TASK BRIEF
In the passage on New Jersey's hospital report, copy the text between "New Jersey faces" and "health care facilities.", inclusive, substituting "medical centers" for "hospitals".

EXCERPT PROVIDED
----
New Jersey faces an overabundance of hospital beds and aging health care facilities, according to a report released last week that addresses the fiscal health of hospitals throughout the Garden State.

For more than a year, the Commission on Rationalizing Health Care Resources has been evaluating hospitals to give officials an overall view and to create a method by which officials can determine which hospitals are most essential to a community as well as the financial viability of the state’s health care facilities.

While the report does not suggest which hospitals should be closed, it does give Gov. Jon Corzine and legislators a way to determine whether a facility should receive financial help from the state to keep highly needed facilities up and running, or whether a hospital would better serve a community and the state by closing its doors.

“I think it gives the governor, which was the purpose, some tools to use in working with what is admittedly somewhat of a hospital crisis in New Jersey,” said Mark Hopkins, executive director of the New Jersey Health Care Facilities Financing Authority.

Since 1992, 18 New Jersey hospitals have closed, with five facilities ending operations since the commission began its evaluation and another five institutions declaring bankruptcy, according to the New Jersey Hospital Association, a nonprofit organization that represents 112 hospitals throughout the state.

One recommendation in the report suggests the state form an “early warning system” to identify institutions that are heading into fiscal trouble. HCFFA officials are looking into creating monthly fiscal statements of hospital performance along with the quarterly fiscal reports the authority currently produces to identify potential financial problems sooner.

“There may be something that we can help the [Department of Health] construct that would be short of collecting complete financial statements every quarter, but would have enough key indicators in it that it might speed up our reaction time by a month or two,” said Steve Fillebrown, the HCFFA’s director of research and investor relations.
----
RECORDS SHOWN
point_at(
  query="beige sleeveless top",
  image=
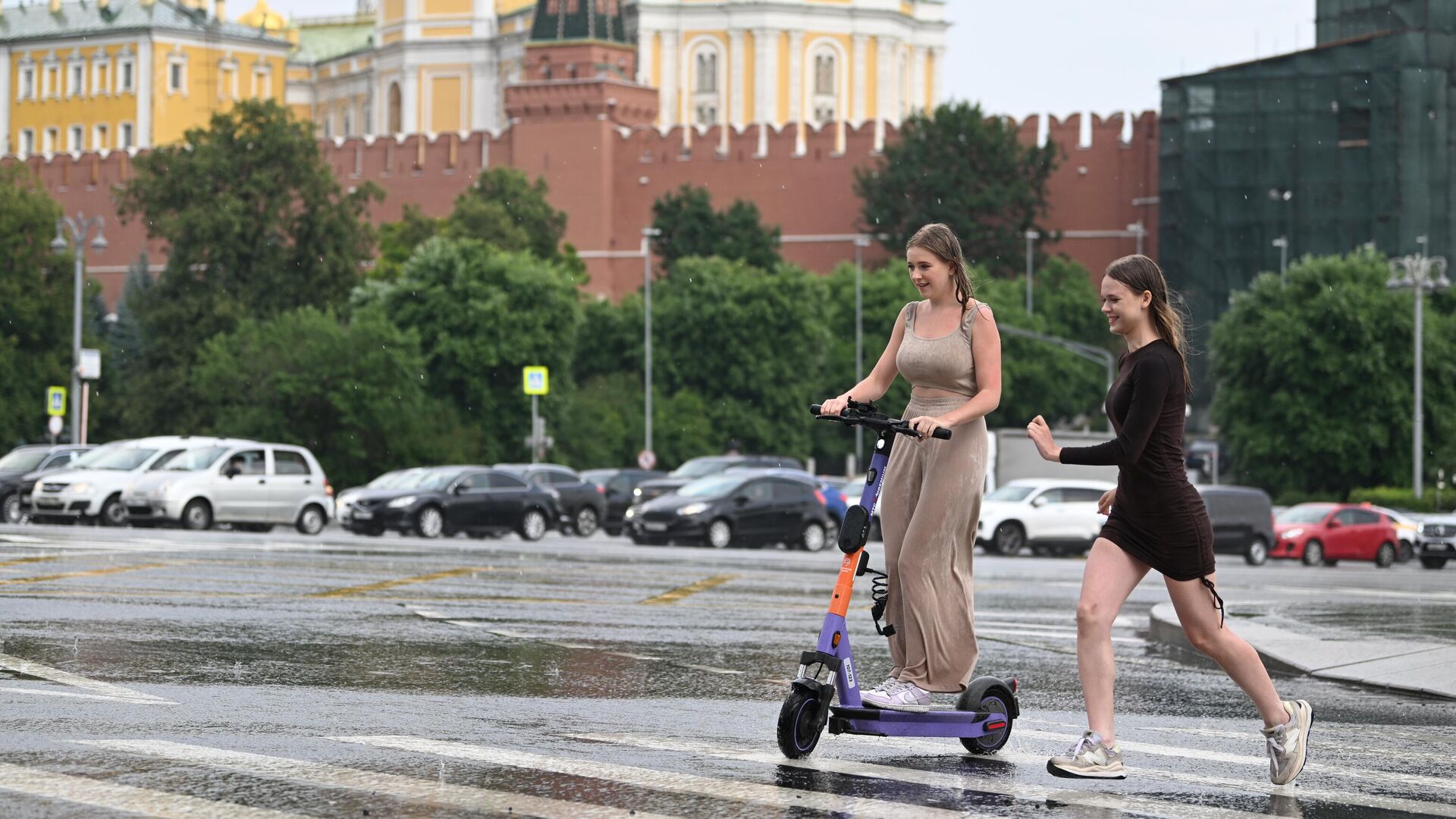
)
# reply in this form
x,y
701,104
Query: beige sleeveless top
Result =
x,y
938,363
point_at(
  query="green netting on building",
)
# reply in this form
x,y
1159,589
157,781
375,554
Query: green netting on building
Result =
x,y
1331,148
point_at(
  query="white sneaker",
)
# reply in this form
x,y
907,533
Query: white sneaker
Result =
x,y
900,697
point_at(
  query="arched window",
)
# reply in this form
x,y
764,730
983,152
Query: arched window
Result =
x,y
397,123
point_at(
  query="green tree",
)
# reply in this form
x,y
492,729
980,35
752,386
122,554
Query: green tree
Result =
x,y
965,169
481,316
255,223
351,392
1313,378
36,292
692,228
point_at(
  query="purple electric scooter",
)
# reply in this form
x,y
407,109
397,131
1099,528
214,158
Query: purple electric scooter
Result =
x,y
983,714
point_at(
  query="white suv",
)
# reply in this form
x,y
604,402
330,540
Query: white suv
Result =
x,y
93,490
1050,516
251,485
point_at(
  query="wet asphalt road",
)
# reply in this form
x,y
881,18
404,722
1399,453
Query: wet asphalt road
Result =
x,y
278,675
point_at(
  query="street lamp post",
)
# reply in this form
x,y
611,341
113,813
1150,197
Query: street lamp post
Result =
x,y
1420,273
77,229
648,234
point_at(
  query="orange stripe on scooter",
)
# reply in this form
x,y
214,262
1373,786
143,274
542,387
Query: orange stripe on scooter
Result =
x,y
846,583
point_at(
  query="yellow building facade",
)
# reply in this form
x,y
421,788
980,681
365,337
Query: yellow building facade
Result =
x,y
126,74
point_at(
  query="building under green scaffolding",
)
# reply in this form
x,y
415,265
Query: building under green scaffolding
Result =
x,y
1331,148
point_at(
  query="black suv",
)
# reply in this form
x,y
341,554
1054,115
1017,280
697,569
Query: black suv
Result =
x,y
447,500
582,503
708,465
617,487
740,506
30,460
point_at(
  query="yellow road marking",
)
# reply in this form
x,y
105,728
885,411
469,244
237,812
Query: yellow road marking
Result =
x,y
27,560
691,589
92,573
353,591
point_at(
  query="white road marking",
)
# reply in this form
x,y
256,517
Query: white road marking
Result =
x,y
733,790
932,779
354,779
124,799
76,681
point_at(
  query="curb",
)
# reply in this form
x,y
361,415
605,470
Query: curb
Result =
x,y
1407,667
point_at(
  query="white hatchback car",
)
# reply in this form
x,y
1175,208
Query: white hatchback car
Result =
x,y
1053,518
251,485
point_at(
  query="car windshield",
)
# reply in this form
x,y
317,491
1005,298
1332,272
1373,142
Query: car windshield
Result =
x,y
698,468
196,460
715,485
123,460
1304,513
22,461
436,480
1011,493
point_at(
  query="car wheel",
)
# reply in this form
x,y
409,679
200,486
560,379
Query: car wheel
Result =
x,y
1385,556
813,538
1257,553
112,512
310,521
1009,538
430,522
197,515
533,525
585,522
1313,553
720,534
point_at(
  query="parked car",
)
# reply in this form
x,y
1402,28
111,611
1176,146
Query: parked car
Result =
x,y
1438,541
617,488
92,488
24,461
1329,532
1050,516
704,466
1242,521
736,507
582,503
246,484
447,500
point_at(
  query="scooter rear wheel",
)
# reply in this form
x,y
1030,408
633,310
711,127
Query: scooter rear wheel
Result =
x,y
799,725
993,701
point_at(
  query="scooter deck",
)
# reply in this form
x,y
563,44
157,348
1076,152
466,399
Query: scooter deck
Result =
x,y
937,722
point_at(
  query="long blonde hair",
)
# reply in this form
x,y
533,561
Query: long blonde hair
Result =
x,y
1142,275
941,241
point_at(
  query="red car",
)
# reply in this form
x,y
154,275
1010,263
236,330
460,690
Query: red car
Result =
x,y
1331,532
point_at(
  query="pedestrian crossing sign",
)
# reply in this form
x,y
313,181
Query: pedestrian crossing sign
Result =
x,y
538,381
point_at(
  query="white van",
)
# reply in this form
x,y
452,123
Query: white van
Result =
x,y
251,485
93,493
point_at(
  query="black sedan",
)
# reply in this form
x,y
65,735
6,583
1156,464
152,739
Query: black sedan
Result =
x,y
617,487
736,507
449,500
582,502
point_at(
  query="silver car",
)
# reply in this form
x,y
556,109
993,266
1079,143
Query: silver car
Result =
x,y
249,485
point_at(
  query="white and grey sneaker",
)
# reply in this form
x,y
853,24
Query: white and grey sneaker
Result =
x,y
1289,742
899,697
1088,758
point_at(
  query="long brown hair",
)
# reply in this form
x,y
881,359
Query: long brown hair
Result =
x,y
941,241
1142,275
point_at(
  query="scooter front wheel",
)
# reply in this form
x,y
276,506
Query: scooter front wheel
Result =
x,y
799,725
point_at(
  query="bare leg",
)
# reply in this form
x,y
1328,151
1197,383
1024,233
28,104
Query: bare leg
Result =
x,y
1110,577
1237,657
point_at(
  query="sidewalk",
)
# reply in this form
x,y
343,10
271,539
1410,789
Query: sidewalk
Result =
x,y
1416,667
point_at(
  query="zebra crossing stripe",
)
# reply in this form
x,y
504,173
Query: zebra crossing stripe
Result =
x,y
391,784
734,790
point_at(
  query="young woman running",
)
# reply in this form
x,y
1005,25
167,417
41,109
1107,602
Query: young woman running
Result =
x,y
1156,521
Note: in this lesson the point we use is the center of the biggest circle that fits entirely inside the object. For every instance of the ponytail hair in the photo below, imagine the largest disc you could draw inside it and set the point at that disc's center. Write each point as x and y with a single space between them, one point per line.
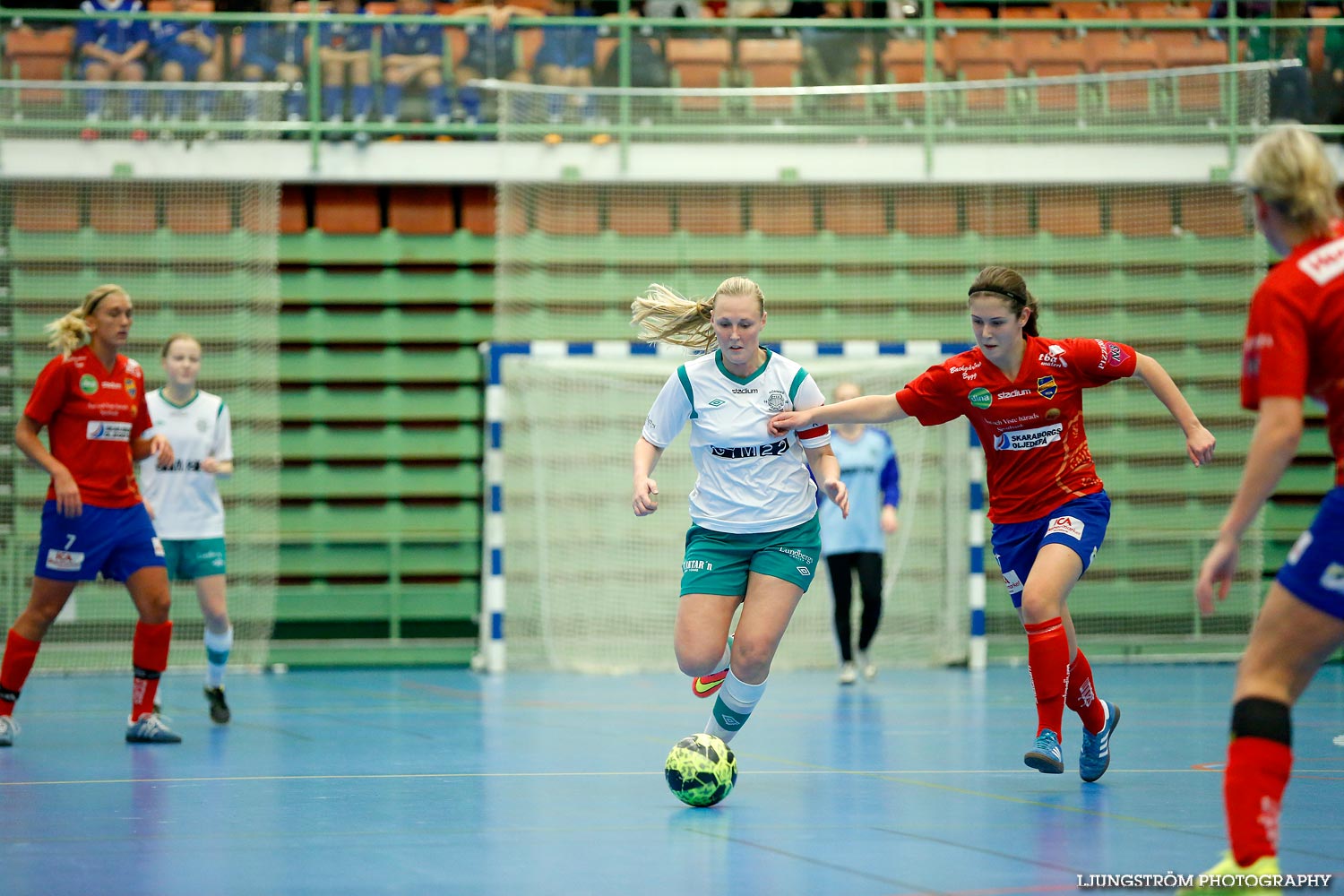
----
OUTPUT BELOW
New Jersey faces an overabundance of hospital beds and aging health care facilities, according to a report released last week that addresses the fiscal health of medical centers throughout the Garden State.

For more than a year, the Commission on Rationalizing Health Care Resources has been evaluating medical centers to give officials an overall view and to create a method by which officials can determine which medical centers are most essential to a community as well as the financial viability of the state’s health care facilities.